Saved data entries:
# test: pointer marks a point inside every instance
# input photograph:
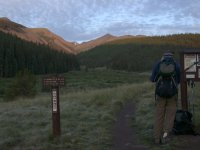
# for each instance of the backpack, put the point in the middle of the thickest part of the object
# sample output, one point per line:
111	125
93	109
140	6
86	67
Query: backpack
166	86
183	123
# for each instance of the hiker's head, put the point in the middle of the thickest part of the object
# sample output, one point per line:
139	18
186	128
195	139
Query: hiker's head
167	54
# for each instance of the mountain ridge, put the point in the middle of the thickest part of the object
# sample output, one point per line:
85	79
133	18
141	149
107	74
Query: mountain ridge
46	37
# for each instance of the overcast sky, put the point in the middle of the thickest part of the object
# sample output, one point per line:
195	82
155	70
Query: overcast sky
81	20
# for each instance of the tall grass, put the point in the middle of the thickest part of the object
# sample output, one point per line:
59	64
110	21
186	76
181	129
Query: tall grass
87	117
145	116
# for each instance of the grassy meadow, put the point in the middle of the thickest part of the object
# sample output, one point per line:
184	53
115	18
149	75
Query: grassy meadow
90	103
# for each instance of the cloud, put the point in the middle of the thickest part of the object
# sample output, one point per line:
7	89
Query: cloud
79	20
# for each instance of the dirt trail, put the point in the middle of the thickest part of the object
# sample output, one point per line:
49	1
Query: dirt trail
124	135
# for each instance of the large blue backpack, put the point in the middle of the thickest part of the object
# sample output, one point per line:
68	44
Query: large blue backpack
166	86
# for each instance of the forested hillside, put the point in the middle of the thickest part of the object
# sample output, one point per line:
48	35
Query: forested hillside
17	54
139	53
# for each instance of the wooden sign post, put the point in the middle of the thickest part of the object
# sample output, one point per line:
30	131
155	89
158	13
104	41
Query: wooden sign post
55	82
190	72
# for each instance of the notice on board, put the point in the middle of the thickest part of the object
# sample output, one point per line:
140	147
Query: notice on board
189	62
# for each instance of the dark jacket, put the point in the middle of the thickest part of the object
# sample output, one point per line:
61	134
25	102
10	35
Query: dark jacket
154	76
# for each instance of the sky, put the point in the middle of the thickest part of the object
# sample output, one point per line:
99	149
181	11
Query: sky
83	20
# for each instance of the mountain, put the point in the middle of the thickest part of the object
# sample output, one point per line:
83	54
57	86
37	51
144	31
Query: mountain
138	53
36	35
46	37
99	41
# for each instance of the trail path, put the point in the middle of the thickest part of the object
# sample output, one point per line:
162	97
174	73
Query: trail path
125	137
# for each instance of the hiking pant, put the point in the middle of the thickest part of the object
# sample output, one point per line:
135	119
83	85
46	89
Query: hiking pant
164	116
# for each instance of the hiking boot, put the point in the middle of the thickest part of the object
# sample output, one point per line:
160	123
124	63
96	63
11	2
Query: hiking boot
165	138
157	141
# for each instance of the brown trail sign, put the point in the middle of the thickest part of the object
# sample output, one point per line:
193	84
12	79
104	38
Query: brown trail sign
55	81
190	72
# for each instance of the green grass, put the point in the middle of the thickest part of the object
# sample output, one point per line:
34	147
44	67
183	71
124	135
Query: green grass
145	116
89	105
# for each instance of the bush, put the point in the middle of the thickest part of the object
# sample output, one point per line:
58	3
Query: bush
22	85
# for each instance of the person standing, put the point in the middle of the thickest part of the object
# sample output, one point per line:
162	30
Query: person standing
166	75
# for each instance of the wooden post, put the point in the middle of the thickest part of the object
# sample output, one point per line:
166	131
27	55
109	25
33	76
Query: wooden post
55	82
183	84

**PROBLEM TO SOLVE**
Emit verbatim the lines running from the one with "# for each instance of the mountain, put" through the last line of the data, both endpoints inclusive.

**CORRECT RESPONSE**
# for each instance of the mountain, put the point in the middle of the thickest part of the object
# sample output, one point per line:
83	54
57	86
37	51
144	31
Query: mountain
138	53
36	35
46	37
99	41
# for each instance of the trail path, put the point in the middle of the thickest part of the object
# sample output, one point per line:
162	97
174	73
Query: trail path
125	137
# for each instance of the hiking pant, put the point in the middle of the thickest part of the object
# sample output, one point per line:
135	119
83	85
46	89
Query: hiking pant
164	116
# for each instance of the hiking boot, put the point in the middle of the thickest part of the object
# sample output, one point per line:
160	123
124	63
96	63
11	2
Query: hiking boot
165	138
157	141
# for each instance of the brown trail sign, put the point in the middle of the thickest part of the object
# sample output, one point per line:
193	84
12	79
104	38
Query: brown trail sign
55	81
190	72
# for each instance of the green grass, put the point in the middle of the thickest part of the object
# sample output, one point per line:
34	147
44	67
183	71
124	135
Query: green grass
145	116
89	105
# for each instance of the bush, put the point in the middle of the thickest part of the object
# sample output, one point per line:
58	3
Query: bush
22	85
# for each instance of the person standing, put the point in the middle of the thickest part of the object
# sample output, one point per line:
162	30
Query: person standing
166	75
# for each instance of the wooden post, put the point in the middle of the thickest part of the object
# sample output, one point per line:
166	131
27	55
109	25
33	76
Query: wooden post
55	82
183	84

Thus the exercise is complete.